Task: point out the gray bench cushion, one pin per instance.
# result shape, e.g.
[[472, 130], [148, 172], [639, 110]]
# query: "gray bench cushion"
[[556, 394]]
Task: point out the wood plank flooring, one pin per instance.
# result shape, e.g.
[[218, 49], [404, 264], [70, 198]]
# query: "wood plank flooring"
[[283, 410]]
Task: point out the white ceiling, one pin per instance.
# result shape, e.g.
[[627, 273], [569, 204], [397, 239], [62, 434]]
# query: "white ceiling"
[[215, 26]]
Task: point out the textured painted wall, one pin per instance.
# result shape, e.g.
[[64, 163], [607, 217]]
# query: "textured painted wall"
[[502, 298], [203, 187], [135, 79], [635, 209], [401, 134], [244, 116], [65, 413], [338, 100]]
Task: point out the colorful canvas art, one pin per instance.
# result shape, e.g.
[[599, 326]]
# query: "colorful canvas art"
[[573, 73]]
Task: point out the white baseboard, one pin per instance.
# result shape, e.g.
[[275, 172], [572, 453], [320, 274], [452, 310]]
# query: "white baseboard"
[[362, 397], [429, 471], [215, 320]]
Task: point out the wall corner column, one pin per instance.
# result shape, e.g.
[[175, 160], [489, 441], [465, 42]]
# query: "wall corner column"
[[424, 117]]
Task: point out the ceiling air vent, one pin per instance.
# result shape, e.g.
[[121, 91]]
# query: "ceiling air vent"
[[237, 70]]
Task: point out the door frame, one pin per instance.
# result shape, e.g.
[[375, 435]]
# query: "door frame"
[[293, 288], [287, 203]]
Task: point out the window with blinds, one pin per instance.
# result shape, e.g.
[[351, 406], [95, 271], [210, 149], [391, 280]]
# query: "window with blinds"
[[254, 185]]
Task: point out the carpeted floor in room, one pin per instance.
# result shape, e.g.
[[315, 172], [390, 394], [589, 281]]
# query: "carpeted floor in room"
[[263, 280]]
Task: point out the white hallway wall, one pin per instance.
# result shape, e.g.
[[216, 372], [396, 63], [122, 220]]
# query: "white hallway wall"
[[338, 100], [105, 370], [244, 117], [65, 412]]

-=-=-

Task goal: Nothing may be omitted. Restate all of the entries exactly.

Your response:
Task: point out the gray bench cushion, one pin per instance.
# result shape, e.g.
[[472, 130], [148, 172], [639, 110]]
# query: "gray bench cushion"
[[556, 394]]
Task: point out the wood plank flooring, one pin per instance.
# result shape, e.g.
[[218, 49], [404, 264], [70, 198]]
# query: "wood plank flooring"
[[283, 410]]
Task: point out the white ceiling, one pin per instance.
# result shape, e.g.
[[627, 273], [569, 204], [397, 239], [62, 434]]
# query: "white ceiling"
[[215, 26]]
Task: point out the textured painted wall, one pin per instance.
# result shape, e.g.
[[64, 163], [607, 217]]
# query: "textured painted wall"
[[502, 298], [203, 187], [135, 79], [635, 209], [401, 134], [244, 116], [65, 413], [338, 100]]
Task: point out the colorful canvas art, one pin per instance.
# result shape, e.g.
[[599, 326]]
# query: "colorful canvas art"
[[573, 73]]
Task: point out the white baseboard, one pin per instance.
# result shape, e.g.
[[275, 172], [572, 453], [320, 274], [452, 310]]
# query: "white baseboard"
[[362, 397], [429, 471], [215, 320]]
Task: point out the wall corner column, one pin per instance.
# result shape, e.g.
[[175, 160], [489, 441], [465, 42]]
# query: "wall corner column"
[[424, 117]]
Task: point out the ceiling air vent, one pin per instance.
# result shape, e.g.
[[121, 91]]
# query: "ceiling air vent"
[[237, 70]]
Task: point out the door frame, one pin per instance.
# result shape, e.g.
[[375, 435]]
# query: "door frame"
[[293, 288], [287, 203]]
Task: point out the window with blinds, one pin per instance.
# result shape, e.g.
[[351, 406], [95, 271], [210, 149], [391, 280]]
# query: "window with blinds"
[[254, 185]]
Task: point out the carpeted floor in room, one pin per instance.
# result shape, e.g.
[[315, 172], [390, 394], [589, 281]]
# query: "carpeted floor in room"
[[263, 280]]
Task: point out the white hallway wall, one pin per instance.
# result shape, e.g.
[[216, 372], [396, 63], [122, 220]]
# query: "white hallway wall"
[[338, 100], [105, 370], [244, 117], [65, 412]]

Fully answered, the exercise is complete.